• _DATASET EXCERPTS_
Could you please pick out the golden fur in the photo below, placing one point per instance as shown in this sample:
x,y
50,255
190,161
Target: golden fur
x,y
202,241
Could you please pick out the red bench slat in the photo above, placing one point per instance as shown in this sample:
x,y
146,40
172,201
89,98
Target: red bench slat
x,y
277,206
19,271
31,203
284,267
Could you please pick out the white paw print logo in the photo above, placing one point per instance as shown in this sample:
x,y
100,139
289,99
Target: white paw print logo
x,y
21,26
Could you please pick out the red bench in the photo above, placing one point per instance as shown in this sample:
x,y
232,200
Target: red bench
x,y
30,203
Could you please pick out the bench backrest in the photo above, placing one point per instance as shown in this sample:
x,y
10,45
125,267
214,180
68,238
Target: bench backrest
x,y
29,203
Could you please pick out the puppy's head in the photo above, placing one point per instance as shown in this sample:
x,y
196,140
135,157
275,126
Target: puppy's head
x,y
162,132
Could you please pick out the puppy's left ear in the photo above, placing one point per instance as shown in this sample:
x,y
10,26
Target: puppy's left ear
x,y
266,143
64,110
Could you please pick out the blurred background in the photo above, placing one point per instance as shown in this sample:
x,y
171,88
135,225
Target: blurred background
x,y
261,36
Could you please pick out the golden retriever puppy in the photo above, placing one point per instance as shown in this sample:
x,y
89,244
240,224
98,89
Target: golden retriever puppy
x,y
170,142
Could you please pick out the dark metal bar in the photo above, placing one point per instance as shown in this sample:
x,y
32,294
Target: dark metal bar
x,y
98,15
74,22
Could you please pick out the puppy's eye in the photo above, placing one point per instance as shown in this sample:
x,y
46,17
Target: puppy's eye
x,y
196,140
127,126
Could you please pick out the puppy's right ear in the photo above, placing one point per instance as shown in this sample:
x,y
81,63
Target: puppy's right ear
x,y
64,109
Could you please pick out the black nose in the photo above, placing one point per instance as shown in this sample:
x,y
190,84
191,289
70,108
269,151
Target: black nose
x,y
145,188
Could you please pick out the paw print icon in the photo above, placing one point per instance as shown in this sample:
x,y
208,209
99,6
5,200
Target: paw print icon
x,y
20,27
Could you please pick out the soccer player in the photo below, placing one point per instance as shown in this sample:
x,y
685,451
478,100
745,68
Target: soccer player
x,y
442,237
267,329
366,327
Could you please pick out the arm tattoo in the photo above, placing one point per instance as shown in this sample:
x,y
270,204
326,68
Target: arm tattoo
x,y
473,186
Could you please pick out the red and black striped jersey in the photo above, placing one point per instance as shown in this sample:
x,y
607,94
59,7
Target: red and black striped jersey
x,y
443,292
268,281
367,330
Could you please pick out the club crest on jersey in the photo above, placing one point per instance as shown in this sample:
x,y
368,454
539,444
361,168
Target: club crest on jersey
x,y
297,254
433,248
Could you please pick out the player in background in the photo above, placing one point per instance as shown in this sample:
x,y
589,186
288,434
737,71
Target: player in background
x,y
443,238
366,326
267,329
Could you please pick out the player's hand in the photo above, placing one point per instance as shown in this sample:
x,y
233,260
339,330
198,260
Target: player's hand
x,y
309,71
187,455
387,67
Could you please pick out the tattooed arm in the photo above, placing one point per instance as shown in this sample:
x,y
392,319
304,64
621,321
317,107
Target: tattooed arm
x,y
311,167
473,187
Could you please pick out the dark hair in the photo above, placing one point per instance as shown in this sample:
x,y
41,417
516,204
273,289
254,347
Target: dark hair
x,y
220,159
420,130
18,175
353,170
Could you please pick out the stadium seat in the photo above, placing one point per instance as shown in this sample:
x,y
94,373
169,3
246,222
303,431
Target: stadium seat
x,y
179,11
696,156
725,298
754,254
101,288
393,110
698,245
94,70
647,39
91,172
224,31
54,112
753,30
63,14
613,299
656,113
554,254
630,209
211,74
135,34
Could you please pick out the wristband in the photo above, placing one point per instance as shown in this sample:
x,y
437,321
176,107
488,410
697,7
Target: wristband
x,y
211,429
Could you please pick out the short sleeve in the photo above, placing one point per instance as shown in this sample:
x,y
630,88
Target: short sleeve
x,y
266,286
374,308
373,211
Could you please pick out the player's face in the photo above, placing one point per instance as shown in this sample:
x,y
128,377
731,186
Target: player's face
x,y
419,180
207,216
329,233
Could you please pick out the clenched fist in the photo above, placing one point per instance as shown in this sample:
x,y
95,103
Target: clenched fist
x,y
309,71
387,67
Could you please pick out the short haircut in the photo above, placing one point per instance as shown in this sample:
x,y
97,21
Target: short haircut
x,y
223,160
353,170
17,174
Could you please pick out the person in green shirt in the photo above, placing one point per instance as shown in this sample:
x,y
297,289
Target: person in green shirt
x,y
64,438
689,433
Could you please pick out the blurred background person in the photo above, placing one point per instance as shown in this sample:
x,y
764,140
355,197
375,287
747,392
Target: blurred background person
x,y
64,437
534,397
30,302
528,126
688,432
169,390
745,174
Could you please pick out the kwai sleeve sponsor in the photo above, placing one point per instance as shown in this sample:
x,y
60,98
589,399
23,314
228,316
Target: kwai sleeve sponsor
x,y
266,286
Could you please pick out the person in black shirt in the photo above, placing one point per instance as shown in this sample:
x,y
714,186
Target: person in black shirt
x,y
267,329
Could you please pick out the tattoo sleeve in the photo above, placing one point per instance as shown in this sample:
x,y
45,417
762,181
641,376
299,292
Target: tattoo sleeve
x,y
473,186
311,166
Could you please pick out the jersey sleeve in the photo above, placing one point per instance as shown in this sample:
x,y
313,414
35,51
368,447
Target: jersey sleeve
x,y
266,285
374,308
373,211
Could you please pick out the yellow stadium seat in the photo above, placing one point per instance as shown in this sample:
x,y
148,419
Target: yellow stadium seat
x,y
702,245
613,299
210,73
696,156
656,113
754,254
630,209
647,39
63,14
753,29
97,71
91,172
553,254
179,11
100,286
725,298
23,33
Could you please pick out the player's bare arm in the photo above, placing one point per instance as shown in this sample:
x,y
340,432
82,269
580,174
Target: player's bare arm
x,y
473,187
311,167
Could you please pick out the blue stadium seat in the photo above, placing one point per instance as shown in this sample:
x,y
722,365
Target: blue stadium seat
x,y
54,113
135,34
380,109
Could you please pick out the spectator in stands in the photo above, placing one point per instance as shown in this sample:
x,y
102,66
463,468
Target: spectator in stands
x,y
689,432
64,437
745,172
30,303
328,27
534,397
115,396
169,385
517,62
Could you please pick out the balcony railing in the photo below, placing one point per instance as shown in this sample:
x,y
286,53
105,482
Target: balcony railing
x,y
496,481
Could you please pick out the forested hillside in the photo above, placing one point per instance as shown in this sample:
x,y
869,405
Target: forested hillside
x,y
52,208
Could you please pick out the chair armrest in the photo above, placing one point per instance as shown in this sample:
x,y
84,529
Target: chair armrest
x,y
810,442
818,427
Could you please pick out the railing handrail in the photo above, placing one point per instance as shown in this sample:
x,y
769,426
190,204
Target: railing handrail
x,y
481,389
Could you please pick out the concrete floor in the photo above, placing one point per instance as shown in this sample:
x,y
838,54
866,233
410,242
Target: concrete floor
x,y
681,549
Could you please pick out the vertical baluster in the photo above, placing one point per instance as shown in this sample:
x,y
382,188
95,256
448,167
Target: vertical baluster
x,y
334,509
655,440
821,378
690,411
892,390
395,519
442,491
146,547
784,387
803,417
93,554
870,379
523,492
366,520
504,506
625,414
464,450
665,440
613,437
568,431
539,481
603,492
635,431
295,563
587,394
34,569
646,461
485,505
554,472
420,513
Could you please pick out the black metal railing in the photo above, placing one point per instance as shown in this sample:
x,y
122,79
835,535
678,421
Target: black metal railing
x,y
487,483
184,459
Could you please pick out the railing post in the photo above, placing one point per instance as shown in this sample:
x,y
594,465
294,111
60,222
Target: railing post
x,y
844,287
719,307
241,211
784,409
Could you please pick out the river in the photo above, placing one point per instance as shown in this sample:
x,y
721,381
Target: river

• _TASK ITEM_
Go through the material line by line, tally each line containing "river", and give the total only.

• _ANSWER TO THE EXERCISE_
2